_Exercise input_:
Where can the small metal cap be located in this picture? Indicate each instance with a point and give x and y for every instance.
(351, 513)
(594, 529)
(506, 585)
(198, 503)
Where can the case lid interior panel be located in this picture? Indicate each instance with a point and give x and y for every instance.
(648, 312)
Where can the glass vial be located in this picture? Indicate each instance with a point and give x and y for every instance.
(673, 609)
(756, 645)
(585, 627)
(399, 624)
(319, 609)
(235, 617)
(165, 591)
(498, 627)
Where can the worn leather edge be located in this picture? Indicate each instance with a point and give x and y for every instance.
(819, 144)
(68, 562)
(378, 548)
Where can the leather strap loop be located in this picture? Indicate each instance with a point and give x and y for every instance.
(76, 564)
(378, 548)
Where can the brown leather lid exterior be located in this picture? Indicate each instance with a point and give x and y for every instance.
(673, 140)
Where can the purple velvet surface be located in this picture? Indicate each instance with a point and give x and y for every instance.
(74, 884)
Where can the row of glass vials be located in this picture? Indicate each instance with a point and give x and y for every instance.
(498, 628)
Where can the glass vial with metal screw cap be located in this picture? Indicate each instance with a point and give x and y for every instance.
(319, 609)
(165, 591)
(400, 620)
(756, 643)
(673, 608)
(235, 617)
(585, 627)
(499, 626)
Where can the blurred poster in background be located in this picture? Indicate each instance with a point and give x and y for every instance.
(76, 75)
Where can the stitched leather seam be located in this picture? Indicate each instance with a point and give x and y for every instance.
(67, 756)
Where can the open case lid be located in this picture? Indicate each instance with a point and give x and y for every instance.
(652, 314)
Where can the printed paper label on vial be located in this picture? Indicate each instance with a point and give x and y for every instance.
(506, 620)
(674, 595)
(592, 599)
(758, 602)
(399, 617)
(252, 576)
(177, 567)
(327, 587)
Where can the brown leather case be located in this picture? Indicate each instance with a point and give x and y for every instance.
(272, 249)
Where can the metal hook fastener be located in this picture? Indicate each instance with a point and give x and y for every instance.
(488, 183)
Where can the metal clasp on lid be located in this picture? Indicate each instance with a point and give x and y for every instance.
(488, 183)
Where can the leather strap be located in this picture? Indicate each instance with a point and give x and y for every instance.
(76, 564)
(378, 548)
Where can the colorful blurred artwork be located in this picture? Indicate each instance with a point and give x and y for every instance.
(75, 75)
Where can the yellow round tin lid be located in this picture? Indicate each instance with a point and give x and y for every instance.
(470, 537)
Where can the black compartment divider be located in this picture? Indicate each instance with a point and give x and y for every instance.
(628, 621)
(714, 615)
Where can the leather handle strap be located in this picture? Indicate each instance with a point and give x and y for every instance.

_Problem description_: The complete material must be repeated exactly.

_Task output_:
Where can the small metal cap be located in this picture? Indicate each instance with a point and give x and y for every instance.
(351, 513)
(594, 529)
(506, 585)
(198, 503)
Where can the case lid interior panel be located in this picture? Indicate each instance with a point and give x and y for every instance.
(648, 312)
Where can the glass vial be located in this picture? Indicate each instance with a point and give x and y for every instance.
(673, 609)
(756, 645)
(585, 627)
(399, 624)
(319, 609)
(235, 617)
(165, 591)
(498, 627)
Where can the worn leather edge be located in this picture? Indicate each instance with a point and give x and y for every instance.
(819, 144)
(68, 562)
(378, 548)
Where can the leather strap loop be located in this picture? Indicate each instance with a point and give x and y for every instance.
(76, 564)
(378, 548)
Where can the brown leather lid exterior be located in this picture? Indicate each instance with a point and give x and y for every instance.
(673, 140)
Where can the purple velvet surface be located in this picture? Indicate each instance with a point and give x and y for every instance.
(74, 884)
Where can the row of glass vials be located in this picture? Indicate each instance with a point and give x and y for every instance.
(498, 628)
Where can the glass vial with metal screw cap be located in this picture? Indicate each instance with a point and give x and y for every instance.
(319, 609)
(165, 591)
(400, 620)
(756, 643)
(673, 608)
(235, 617)
(585, 627)
(499, 626)
Where can the blurred poster in background be located in this picture? Indicate each instance with a point and give x and y for every instance.
(76, 75)
Where can the stitched leather seam be located in this picture? Indicate each instance with a point and give x and y for every instance.
(67, 756)
Where can the open case lid be located in this picture? Indicate each instance with a point and give x and y for every instance.
(652, 314)
Where can the printed paper label on vial be located in this picture? Indicate each instance with a point and give x and y for every instance.
(506, 620)
(674, 595)
(592, 599)
(758, 602)
(399, 617)
(252, 576)
(177, 567)
(327, 587)
Where can the brown leather case be located in this picture? Indicate each instance with a point and give x and y for every instance.
(272, 249)
Where can the metal hook fastener be located in this picture? Indicate each instance with a point and give x and y for every instance.
(488, 183)
Where can the metal clasp on lid be located in this picture? Indicate each instance with a point and give x and y for every instance.
(488, 183)
Where can the leather strap be located in this picture? Indicate each instance with a point and give x and y for every instance.
(76, 564)
(378, 548)
Where can the colorful blurred artwork be located in this picture? Indicate each instance with a point and give x and y for every instance.
(75, 75)
Where can the yellow round tin lid be located in this picture? Indicate each instance with a point and give x and y for every instance.
(470, 537)
Where can the black compartment divider be located in this picture? Indicate each instance with a point and give x and y for every instance.
(628, 621)
(714, 615)
Where can the leather handle strap be located in this picture? Indicate each instance with a point and give x and y for every instance.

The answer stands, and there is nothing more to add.